Entries from a pointing dataset
--- begin ---
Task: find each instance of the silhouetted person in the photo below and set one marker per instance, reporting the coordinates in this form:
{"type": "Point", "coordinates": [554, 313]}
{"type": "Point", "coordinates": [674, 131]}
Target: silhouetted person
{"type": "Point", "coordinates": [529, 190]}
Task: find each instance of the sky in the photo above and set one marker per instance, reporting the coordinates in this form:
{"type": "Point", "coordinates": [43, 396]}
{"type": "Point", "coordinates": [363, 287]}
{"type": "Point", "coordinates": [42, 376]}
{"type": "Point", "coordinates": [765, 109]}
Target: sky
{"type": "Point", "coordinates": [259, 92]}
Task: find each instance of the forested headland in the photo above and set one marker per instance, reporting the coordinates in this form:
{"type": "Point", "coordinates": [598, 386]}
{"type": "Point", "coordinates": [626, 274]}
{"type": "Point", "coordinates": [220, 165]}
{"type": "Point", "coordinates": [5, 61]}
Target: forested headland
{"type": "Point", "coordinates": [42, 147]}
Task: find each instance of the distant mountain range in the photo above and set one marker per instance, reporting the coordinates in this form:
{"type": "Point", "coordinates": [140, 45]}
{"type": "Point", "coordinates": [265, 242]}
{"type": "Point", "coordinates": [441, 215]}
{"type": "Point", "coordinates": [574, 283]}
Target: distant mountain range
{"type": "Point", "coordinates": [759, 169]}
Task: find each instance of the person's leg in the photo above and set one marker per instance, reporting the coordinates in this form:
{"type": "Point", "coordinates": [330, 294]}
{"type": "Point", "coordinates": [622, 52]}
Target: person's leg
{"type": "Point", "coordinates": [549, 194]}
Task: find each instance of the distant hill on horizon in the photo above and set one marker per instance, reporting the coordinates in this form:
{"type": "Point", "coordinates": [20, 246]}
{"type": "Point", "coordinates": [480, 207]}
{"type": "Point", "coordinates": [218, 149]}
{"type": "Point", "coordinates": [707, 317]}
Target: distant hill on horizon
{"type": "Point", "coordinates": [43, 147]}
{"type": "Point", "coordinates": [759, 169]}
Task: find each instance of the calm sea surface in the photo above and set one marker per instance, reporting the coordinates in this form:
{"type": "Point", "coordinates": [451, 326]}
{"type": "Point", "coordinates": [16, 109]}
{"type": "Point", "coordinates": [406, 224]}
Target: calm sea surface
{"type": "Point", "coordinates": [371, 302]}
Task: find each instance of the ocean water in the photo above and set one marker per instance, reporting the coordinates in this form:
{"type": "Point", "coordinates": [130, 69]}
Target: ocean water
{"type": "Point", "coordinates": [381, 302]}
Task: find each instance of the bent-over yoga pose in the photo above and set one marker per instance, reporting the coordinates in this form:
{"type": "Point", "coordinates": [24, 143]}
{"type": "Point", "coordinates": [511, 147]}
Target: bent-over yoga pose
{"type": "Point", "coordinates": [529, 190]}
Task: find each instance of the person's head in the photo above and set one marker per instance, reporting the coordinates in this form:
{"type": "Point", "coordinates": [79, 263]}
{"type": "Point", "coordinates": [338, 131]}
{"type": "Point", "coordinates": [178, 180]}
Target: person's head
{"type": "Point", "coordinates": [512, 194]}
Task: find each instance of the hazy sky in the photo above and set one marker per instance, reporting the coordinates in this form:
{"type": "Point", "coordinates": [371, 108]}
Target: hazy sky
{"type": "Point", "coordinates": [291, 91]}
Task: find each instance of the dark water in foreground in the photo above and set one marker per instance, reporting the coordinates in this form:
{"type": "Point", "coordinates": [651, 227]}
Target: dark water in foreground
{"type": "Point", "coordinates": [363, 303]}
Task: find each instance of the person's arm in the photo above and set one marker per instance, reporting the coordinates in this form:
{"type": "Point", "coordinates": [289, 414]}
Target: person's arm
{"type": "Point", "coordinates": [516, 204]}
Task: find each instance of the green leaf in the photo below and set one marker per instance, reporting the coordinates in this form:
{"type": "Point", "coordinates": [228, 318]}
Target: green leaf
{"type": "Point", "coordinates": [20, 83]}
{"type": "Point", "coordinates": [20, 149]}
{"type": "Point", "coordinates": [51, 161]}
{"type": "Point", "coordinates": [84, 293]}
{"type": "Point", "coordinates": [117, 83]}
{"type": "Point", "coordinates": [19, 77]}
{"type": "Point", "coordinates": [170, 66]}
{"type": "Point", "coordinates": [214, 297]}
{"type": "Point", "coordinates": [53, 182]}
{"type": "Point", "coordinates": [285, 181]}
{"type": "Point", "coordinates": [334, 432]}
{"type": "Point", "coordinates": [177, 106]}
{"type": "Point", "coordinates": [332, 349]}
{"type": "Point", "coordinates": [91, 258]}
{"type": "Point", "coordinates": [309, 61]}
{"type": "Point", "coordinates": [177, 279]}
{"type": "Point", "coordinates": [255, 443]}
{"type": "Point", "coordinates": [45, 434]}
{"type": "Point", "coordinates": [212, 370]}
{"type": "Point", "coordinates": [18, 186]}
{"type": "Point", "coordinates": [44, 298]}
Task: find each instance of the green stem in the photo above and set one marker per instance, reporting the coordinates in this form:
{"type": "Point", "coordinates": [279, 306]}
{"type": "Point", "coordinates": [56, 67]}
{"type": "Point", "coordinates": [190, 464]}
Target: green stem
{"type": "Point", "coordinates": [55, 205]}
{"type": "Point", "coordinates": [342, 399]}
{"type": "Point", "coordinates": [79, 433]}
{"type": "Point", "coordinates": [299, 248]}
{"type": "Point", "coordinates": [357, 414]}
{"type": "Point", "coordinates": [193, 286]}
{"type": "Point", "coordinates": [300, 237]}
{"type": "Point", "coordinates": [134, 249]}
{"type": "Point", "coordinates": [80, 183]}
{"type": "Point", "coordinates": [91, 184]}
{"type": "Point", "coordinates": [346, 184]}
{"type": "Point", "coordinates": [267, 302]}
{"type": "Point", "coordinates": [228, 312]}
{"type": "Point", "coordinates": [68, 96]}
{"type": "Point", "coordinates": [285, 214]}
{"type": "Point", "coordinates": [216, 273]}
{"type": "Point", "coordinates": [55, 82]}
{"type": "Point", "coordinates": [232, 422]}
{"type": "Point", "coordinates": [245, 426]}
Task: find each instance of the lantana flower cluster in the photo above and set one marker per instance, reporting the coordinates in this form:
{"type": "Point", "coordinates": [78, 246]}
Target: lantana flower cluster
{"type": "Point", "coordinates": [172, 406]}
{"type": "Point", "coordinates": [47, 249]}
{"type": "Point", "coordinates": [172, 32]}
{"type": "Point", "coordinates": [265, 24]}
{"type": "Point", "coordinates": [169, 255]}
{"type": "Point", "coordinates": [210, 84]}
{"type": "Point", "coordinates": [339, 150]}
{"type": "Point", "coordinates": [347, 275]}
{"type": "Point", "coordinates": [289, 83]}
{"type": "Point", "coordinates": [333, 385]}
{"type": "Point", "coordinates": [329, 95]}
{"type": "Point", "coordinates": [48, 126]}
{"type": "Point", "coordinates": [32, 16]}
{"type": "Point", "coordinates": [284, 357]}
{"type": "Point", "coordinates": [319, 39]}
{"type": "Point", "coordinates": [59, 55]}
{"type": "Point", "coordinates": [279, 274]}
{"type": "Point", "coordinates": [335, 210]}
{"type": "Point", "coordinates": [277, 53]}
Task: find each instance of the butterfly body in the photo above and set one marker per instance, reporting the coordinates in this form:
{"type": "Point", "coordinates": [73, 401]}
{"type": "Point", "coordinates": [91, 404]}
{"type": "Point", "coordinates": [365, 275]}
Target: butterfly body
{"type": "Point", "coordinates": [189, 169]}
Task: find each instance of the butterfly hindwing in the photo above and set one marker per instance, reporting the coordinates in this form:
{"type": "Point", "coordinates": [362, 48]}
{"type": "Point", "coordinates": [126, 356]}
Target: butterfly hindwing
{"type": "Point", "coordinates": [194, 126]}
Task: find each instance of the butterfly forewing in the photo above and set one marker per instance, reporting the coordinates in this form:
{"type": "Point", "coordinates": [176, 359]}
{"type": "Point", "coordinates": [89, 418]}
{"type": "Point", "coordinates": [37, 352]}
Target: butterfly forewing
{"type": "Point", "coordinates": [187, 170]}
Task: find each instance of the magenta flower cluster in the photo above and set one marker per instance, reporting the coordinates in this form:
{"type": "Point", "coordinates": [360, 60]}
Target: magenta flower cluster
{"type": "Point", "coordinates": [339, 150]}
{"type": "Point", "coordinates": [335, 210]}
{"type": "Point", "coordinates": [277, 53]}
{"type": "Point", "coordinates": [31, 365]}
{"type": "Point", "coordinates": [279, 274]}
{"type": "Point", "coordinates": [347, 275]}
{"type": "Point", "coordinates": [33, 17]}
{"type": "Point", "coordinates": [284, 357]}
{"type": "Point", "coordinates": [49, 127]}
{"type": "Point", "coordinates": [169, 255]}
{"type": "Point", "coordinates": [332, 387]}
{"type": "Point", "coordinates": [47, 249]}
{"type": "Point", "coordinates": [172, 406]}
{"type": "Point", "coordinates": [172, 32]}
--- end ---
[THE PROBLEM]: Copy out exactly the lines between the line with "Task: find each instance of the magenta" and the last line of the entries, counting both of those lines.

[RESULT OF THIS TASK]:
Task: find each instance of the magenta flower cluster in the photo above and set one marker per instance, reporting the coordinates in this form:
{"type": "Point", "coordinates": [360, 60]}
Target: magenta flower cluster
{"type": "Point", "coordinates": [339, 150]}
{"type": "Point", "coordinates": [335, 210]}
{"type": "Point", "coordinates": [277, 53]}
{"type": "Point", "coordinates": [31, 365]}
{"type": "Point", "coordinates": [279, 274]}
{"type": "Point", "coordinates": [347, 275]}
{"type": "Point", "coordinates": [33, 17]}
{"type": "Point", "coordinates": [284, 357]}
{"type": "Point", "coordinates": [49, 127]}
{"type": "Point", "coordinates": [169, 255]}
{"type": "Point", "coordinates": [332, 387]}
{"type": "Point", "coordinates": [47, 249]}
{"type": "Point", "coordinates": [172, 406]}
{"type": "Point", "coordinates": [172, 32]}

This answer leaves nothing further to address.